--- Start Dataset rows ---

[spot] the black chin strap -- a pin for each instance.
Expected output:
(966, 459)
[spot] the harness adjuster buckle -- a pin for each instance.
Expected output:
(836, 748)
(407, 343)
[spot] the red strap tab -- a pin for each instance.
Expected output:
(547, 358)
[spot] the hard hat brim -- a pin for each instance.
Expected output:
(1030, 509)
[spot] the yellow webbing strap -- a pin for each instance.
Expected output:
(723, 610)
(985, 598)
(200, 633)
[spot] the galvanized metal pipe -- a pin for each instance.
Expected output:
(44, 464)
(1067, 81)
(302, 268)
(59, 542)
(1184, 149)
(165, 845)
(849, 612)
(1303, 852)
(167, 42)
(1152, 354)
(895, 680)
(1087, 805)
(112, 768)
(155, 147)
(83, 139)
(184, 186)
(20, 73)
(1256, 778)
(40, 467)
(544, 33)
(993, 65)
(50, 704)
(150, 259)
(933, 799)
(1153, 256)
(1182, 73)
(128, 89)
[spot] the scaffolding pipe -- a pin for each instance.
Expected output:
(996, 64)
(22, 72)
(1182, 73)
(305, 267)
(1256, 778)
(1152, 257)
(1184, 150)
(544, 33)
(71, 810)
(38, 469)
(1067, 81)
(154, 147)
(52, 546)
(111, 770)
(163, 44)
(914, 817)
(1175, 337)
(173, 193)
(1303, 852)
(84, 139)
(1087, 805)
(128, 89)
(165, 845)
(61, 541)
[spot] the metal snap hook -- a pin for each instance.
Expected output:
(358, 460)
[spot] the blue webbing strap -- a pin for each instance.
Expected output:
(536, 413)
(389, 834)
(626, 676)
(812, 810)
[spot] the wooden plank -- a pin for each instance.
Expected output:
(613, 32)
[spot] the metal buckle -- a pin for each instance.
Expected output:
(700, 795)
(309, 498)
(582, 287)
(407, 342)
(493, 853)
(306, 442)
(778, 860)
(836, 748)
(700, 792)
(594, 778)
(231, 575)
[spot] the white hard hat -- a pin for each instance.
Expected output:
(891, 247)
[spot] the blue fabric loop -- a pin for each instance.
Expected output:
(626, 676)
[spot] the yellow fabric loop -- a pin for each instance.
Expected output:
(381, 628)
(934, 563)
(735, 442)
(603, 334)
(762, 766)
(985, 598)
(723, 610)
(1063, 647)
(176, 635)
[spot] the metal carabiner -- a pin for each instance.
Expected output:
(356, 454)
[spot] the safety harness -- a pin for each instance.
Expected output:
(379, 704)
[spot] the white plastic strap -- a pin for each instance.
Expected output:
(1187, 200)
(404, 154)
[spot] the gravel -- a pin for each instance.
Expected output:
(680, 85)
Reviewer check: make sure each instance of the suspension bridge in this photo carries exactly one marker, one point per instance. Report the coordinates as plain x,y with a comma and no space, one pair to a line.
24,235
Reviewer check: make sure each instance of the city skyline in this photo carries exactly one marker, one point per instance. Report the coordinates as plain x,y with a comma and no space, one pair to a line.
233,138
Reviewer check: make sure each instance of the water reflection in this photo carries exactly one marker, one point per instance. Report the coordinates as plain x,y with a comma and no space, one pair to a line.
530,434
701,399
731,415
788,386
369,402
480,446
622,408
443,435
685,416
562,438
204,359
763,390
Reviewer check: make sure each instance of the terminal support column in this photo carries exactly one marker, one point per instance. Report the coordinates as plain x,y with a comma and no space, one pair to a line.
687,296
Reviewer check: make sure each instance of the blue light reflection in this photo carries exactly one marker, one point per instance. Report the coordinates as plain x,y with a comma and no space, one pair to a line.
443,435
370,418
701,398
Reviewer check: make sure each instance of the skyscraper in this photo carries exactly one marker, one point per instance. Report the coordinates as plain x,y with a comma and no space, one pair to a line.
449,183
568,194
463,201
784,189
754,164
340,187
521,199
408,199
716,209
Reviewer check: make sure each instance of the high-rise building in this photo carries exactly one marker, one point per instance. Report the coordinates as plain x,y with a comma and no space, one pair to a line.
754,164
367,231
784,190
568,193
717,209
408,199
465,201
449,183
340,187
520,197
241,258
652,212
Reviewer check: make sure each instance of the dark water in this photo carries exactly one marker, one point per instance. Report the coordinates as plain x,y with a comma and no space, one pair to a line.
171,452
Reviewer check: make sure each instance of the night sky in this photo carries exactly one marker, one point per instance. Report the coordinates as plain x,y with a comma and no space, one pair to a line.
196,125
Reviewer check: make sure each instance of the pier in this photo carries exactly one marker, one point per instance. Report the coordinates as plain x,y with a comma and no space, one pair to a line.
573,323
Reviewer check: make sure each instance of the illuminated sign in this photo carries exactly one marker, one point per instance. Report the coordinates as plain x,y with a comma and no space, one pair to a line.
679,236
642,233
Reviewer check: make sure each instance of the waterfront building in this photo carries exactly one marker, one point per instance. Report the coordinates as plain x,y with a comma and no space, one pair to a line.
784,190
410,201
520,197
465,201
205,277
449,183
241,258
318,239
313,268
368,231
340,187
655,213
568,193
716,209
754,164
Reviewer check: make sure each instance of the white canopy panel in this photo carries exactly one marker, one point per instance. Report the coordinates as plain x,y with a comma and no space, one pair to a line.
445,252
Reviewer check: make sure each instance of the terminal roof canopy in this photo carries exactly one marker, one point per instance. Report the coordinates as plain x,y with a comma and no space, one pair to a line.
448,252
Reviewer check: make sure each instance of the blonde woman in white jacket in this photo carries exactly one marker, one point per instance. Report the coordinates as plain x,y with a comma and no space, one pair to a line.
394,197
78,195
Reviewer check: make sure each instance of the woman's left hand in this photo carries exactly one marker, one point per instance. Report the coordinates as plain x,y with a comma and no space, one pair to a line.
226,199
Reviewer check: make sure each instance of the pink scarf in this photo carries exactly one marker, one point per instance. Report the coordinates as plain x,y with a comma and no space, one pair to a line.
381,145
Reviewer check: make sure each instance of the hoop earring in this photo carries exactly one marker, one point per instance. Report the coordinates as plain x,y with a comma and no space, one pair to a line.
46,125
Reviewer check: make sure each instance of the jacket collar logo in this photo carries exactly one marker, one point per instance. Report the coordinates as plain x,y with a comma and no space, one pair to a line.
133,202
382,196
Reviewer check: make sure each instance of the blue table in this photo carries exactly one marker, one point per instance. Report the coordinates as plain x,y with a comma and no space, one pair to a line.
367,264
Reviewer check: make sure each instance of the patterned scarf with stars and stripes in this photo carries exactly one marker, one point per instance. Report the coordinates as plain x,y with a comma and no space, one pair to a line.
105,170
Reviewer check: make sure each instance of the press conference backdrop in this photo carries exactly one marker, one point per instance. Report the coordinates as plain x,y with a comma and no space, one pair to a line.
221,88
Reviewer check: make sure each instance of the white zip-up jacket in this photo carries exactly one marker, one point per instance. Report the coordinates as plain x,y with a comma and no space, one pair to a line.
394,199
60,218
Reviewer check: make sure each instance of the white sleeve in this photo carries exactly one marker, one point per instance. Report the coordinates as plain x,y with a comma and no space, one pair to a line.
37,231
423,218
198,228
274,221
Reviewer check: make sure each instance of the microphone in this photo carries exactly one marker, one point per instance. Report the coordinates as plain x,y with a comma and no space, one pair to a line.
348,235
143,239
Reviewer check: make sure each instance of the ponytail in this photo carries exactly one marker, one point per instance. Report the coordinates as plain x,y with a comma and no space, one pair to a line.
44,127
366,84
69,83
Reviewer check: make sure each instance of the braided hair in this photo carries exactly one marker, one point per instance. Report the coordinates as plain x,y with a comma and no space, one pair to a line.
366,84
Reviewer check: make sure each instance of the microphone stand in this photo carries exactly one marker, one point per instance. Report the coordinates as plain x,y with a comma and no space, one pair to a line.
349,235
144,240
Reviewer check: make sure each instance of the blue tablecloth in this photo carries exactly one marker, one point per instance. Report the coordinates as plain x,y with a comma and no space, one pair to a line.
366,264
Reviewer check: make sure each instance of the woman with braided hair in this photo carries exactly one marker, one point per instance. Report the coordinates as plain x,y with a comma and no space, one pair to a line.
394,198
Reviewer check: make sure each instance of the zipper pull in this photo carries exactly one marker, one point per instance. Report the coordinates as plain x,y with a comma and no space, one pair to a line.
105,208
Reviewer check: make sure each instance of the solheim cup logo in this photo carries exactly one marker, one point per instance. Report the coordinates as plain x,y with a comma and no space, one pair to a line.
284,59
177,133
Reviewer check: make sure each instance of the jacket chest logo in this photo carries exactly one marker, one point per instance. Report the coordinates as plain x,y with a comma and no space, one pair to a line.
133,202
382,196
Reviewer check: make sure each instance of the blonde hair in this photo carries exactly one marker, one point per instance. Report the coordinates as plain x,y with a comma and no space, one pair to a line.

--- End Dataset rows ---

Would you quote, exactly and only, the lines from the one containing "Reviewer check: make sure each instance of the jacket chest" to the end of the entries?

Reviewer check: make sure each instance of the jacket chest logo in this photo carries exactly one marker, one point per instance. Report the coordinates as plain x,y with a comma and no space, one pair to a line.
133,202
382,196
Reviewer check: make sure each instance of the blonde hair in this photo carries exactly one marker, one point per instance. Report the coordinates as plain x,y with a comma and no space, one pair to a line.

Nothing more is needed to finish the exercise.